Work to complete:
**a)** According to the passage on dementia and second languages, what do multilingual people often revert to when their dementia enters the middle stage?
**b)** From the passage on dementia and second languages, extract the part that opens with the words containing "So how does" and closes with "a foreign language!".

Given passage:
----------

As a person progresses through the stages of dementia, we know that the disease allows them to access long term memories more frequently than short term memories.
So how does this work when someone has learned English as their second language?
We often see that a person who is multi-lingual with dementia that is entering the middle stage will revert to their primary language or the language that they grew up with. Imagine having dementia and then experiencing everyone around you speaking a foreign language!
There are a few things that caregivers can do to deal with when this situation occurs:
- Surround the person who has dementia with all things (pictures, mementos, speech) that relate to their primary language.
- If family and friends can, ask them to communicate as much as possible in the preferred language of the person with dementia.
- Resist the urge to correct the person to speak "your language"--you need to enter their world, not fight it.
- If your person is in a health care facility. work with the staff to create a communication board that contains pictures of common tasks along with the word(s) for it in the other language. Sometimes pronunciations are also included on the board to make it easier for staff. Be sure to use the slang or familiar word that your family member used. If they never referred to a bathroom as a "toilet", why would you do that now?
- Don't panic at this sudden behavioral change. Like all things with dementia, acceptance is key.

----------

Extracted records:

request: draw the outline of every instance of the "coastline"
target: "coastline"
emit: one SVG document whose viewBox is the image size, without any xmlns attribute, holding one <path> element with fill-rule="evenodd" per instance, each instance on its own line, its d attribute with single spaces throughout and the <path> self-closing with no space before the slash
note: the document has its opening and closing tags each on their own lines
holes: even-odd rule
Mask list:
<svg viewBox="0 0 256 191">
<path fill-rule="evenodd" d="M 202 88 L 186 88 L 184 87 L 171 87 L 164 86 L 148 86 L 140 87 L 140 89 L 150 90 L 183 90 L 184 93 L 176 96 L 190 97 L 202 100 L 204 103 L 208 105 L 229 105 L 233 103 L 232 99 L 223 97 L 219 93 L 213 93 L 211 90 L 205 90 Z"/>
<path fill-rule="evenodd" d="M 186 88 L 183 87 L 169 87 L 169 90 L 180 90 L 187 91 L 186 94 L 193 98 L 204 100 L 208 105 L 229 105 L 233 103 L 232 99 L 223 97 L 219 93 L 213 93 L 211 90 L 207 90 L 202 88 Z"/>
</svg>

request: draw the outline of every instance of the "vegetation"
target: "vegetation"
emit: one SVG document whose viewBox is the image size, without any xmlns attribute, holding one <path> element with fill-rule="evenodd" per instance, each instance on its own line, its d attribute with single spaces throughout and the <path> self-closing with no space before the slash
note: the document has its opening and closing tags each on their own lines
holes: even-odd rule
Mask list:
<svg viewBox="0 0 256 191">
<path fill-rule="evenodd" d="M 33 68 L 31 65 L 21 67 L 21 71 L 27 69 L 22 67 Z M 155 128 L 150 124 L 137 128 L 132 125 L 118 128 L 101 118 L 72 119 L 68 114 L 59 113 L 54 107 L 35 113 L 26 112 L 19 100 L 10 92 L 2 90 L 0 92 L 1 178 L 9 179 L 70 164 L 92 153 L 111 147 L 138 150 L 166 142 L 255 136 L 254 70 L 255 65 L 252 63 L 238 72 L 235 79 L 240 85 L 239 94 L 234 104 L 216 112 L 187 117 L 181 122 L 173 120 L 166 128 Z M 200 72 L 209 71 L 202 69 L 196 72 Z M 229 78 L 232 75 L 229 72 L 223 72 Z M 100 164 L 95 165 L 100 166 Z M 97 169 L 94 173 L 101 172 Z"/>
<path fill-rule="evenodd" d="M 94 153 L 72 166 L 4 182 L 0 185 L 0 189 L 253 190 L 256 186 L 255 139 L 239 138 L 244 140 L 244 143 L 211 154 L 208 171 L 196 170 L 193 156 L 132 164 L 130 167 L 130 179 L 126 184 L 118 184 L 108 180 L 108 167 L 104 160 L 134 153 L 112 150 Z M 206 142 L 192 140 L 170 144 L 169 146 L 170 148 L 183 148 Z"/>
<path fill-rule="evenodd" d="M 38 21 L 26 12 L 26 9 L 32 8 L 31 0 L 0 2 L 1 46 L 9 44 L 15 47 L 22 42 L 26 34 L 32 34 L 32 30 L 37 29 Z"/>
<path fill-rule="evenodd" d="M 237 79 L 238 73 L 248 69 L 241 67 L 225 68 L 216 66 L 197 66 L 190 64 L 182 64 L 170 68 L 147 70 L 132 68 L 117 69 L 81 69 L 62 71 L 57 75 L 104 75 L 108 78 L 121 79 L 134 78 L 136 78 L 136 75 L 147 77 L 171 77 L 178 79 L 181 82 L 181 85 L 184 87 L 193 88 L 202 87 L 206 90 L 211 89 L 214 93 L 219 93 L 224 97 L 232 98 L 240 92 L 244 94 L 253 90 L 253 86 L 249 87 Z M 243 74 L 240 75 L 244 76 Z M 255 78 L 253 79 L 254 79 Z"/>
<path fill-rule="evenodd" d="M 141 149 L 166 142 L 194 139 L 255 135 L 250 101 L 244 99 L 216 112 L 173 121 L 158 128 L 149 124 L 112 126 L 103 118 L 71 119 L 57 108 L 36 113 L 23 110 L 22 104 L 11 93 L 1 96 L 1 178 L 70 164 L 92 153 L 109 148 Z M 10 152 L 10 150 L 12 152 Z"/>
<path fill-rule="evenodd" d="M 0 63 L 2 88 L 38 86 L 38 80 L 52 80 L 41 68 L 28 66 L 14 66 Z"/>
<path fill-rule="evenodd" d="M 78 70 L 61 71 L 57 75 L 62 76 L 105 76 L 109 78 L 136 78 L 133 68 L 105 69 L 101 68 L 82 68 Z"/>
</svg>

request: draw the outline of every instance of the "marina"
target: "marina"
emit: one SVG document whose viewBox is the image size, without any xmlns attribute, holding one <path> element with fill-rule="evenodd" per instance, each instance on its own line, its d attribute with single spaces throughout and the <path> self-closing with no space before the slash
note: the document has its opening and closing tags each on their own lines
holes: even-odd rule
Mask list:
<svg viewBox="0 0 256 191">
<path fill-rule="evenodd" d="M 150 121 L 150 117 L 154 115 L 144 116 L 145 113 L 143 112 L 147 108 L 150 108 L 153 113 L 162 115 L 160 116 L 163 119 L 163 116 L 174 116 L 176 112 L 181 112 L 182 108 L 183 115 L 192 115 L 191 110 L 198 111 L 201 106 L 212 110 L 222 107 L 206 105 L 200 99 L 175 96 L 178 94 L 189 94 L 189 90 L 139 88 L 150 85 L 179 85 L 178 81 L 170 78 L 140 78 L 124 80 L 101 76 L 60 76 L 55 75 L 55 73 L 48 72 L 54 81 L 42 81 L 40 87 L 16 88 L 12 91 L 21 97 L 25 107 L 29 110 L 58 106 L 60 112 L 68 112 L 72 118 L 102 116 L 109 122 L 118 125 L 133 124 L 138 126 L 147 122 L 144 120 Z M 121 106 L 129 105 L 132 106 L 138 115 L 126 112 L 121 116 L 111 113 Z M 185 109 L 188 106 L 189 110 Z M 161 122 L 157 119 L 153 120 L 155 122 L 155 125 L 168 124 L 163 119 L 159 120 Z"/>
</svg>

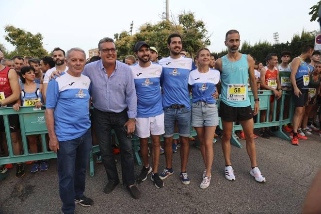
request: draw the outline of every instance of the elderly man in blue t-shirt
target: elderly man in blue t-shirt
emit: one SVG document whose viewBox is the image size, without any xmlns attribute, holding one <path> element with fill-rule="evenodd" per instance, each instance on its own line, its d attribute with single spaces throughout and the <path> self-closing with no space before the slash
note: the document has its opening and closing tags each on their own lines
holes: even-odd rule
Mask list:
<svg viewBox="0 0 321 214">
<path fill-rule="evenodd" d="M 86 168 L 92 146 L 89 120 L 90 80 L 81 74 L 86 54 L 75 48 L 67 52 L 69 67 L 48 84 L 46 120 L 49 148 L 57 153 L 59 194 L 64 214 L 73 214 L 75 204 L 89 206 L 83 195 Z"/>
</svg>

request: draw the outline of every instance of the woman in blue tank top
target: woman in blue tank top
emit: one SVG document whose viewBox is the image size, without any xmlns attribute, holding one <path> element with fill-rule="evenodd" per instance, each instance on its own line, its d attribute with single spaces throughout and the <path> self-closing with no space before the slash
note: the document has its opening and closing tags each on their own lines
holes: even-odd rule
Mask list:
<svg viewBox="0 0 321 214">
<path fill-rule="evenodd" d="M 19 111 L 19 106 L 33 106 L 37 108 L 42 106 L 42 84 L 34 82 L 35 74 L 34 69 L 31 66 L 23 67 L 21 71 L 21 80 L 22 84 L 21 85 L 21 93 L 20 103 L 16 103 L 13 106 L 14 110 Z M 19 105 L 20 104 L 20 105 Z M 37 146 L 37 135 L 28 135 L 28 140 L 30 153 L 38 153 Z M 39 138 L 41 141 L 41 138 Z M 42 171 L 48 169 L 48 164 L 46 161 L 40 161 L 35 163 L 31 169 L 31 172 L 34 173 L 39 170 Z"/>
</svg>

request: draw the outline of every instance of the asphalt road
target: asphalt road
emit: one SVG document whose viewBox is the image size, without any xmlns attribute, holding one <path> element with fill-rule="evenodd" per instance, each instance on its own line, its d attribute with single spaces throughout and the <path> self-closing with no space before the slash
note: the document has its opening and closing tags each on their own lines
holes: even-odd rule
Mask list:
<svg viewBox="0 0 321 214">
<path fill-rule="evenodd" d="M 184 214 L 299 214 L 314 176 L 321 166 L 321 140 L 315 132 L 299 146 L 278 138 L 256 140 L 259 168 L 266 178 L 265 183 L 256 182 L 249 174 L 250 164 L 245 148 L 232 147 L 232 161 L 236 181 L 225 179 L 221 140 L 214 144 L 214 160 L 211 184 L 199 188 L 204 166 L 199 150 L 191 147 L 188 173 L 189 185 L 179 179 L 179 151 L 173 155 L 174 174 L 165 180 L 165 186 L 156 188 L 149 178 L 139 185 L 140 199 L 132 198 L 119 185 L 110 194 L 103 192 L 107 180 L 103 166 L 95 165 L 95 176 L 87 171 L 85 194 L 93 198 L 90 207 L 76 205 L 77 214 L 184 213 Z M 192 145 L 192 142 L 191 142 Z M 120 172 L 120 156 L 117 167 Z M 161 155 L 159 171 L 165 166 Z M 15 169 L 1 181 L 0 214 L 60 214 L 56 160 L 49 161 L 49 169 L 35 174 L 30 172 L 16 179 Z M 135 164 L 135 173 L 141 167 Z M 120 175 L 120 176 L 121 176 Z M 120 177 L 120 178 L 121 178 Z"/>
</svg>

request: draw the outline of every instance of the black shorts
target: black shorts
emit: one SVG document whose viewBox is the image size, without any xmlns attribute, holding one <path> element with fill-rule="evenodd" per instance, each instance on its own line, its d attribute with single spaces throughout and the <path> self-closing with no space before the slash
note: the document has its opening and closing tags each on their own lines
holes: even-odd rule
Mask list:
<svg viewBox="0 0 321 214">
<path fill-rule="evenodd" d="M 9 128 L 10 132 L 16 132 L 20 127 L 19 124 L 19 116 L 18 115 L 8 115 Z M 3 121 L 3 116 L 0 115 L 0 131 L 5 132 L 4 122 Z"/>
<path fill-rule="evenodd" d="M 302 94 L 300 94 L 299 97 L 296 96 L 293 93 L 293 100 L 294 101 L 294 107 L 303 107 L 305 105 L 306 102 L 309 98 L 309 93 L 302 92 Z"/>
<path fill-rule="evenodd" d="M 220 102 L 219 116 L 225 121 L 236 122 L 247 120 L 253 118 L 253 111 L 251 105 L 245 107 L 234 107 Z"/>
</svg>

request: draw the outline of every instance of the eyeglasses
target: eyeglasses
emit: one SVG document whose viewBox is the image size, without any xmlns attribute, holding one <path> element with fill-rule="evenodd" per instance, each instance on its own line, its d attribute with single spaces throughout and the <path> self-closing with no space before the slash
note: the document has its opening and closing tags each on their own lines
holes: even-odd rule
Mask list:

----------

Solutions to each task:
**a)** They often revert to their primary language, the language they grew up with.

**b)**
So how does this work when someone has learned English as their second language?
We often see that a person who is multi-lingual with dementia that is entering the middle stage will revert to their primary language or the language that they grew up with. Imagine having dementia and then experiencing everyone around you speaking a foreign language!